> _Extrait du document_
Sur sa photo de mariage, Sophie, 25 ans, robe blanche, est radieuse aux côtés de Cédric. Bien préparés au mariage, ils semblent avoir tout pour réussir leur vie conjugale. Huit mois plus tard, Cédric percute une voiture : traumatisme crânien. La jeune femme découvre alors un mari différent, avec son cortège de réalités prosaïques : fauteuil roulant, amnésie, troubles spatio-temporels, dépendance, absence d’initiative, obsessions… Comme des millions de personnes dans le monde, cette femme partage la vie d’un adulte handicapé.
En plus de la douleur de voir la personne qu’ils aiment diminuée, ces conjoints valides héritent de la quasi-totalité des responsabilités. Une vie transformée en antichambre médicale, où il faut parfois aussi surmonter la honte d’un conjoint qui gère mal ses émotions en public. Pas évident de garder une place d’époux, quand l’autre a changé de caractère avec le handicap et qu’il demande des soins particuliers.
Accepter l'handicap de son conjoint
Alice, la cinquantaine, s’est dit qu’elle ne tiendrait pas le coup quand le diagnostic d’un mari schizophrène et dépressif est tombé, après huit ans de mariage. Que faire quand celui-ci refuse son état, quand il soumet son conjoint à un certain esclavage, l’obligeant à une présence quasi permanente, allant jusqu’à faire du chantage au suicide quand il s’absente ? Pour tous ces conjoints qui vivent avec un époux porteur de handicap, le premier mouvement peut ressembler à de la sidération, du désespoir ou l’impuissance.
"Comment accepter mon mari, alors qu’il ne correspond plus à celui que j’ai choisi ? Il a tellement changé, comment encore l’aimer ? Comment m’occuper de lui sans me transformer en infirmière ?" Quand l’accident ou la maladie advient après de nombreuses années et que le couple a été suffisamment construit, la tendresse, la loyauté vis-à-vis du passé est plus évidente. Mais beaucoup avouent que l’acceptation du handicap, au moins au début, provient avant tout d’une décision de la volonté. "Je ne pouvais pas l’abandonner, mais j’avoue que la tentation a existé", admet Alice.

> _Énoncé_
Poursuivez, s'il vous plaît, le texte ci-dessus sur la vie avec un conjoint handicapé, à partir de sa dernière phrase.

> _Informations fournies_
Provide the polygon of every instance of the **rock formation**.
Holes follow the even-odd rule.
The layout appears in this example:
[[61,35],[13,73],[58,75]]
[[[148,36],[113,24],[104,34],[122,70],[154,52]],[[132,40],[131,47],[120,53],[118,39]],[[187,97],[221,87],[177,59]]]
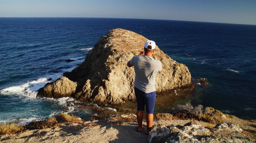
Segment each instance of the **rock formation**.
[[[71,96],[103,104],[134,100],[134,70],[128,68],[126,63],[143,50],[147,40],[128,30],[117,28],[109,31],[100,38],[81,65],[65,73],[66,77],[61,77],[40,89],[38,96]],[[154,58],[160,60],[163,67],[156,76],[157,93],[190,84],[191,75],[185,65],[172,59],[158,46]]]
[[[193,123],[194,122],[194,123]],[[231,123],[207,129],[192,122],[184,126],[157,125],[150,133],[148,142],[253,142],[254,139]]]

> _Réponse rédigée_
"Le plus dur, c’est la vie sociale"
Même si les problèmes logistiques, d’éducation des enfants, affectifs et sexuels, prennent une place importante dans leur nouveau quotidien, ils sont unanimes pour dire que la solitude devient une préoccupation majeure. À l’heure où le droit au bonheur individuel s’érige en valeur première, Alice s’est entendu dire : "Pourquoi vous ne divorcez pas, rester est absurde, masochiste !" L’assistante sociale de Sophie lui a même conseillé de refuser la tutelle de Cédric, de "refaire sa vie". "Le plus dur, c’est la vie sociale", confirme la quadragénaire. L’entourage se délite. Entre les courageux qui "n’ont pas la force de te voir comme ça" et les mondains qui ne trouvent plus d’avantage à la rencontre, les invitations se raréfient pour le couple. "À l’usage, il n’y a que les vrais copains et les vrais chrétiens qui insistent !", constate Alice.
La plupart du temps, l’entourage se focalise sur le conjoint malade. "Comment va André ? Tout le monde commence par cette question", regrette Alice. Les conjoints valides peuvent finir par ne plus se sentir exister. À l’inverse, d’autres peuvent être tentés de fuir, de se révolter contre leur conjoint, cet empêcheur de tourner en rond, ou de s’aigrir contre les couples bien portants. "J’étais jalouse du bonheur des autres, explique Alice. En janvier, j’avais envie de pleurer devant les photos de cartes de vœux qui contrastaient avec ma famille cabossée."
Certains veulent vivre comme si tout était normal. "J’avais peur de parler de ma souffrance. Je ne voulais pas embêter mes enfants. Et j’avais surtout envie de parler d’autre chose avec mes amies", explique Alice, qui a eu besoin de moments de détente et, elle ose le dire, d’activités superficielles pour ne pas déprimer. "C’était de l’orgueil et de la légèreté, analyse-t-elle, qui m’ont coupé de moi-même et de Dieu. Mais j’avais besoin de digérer, de me mettre en avant autrement".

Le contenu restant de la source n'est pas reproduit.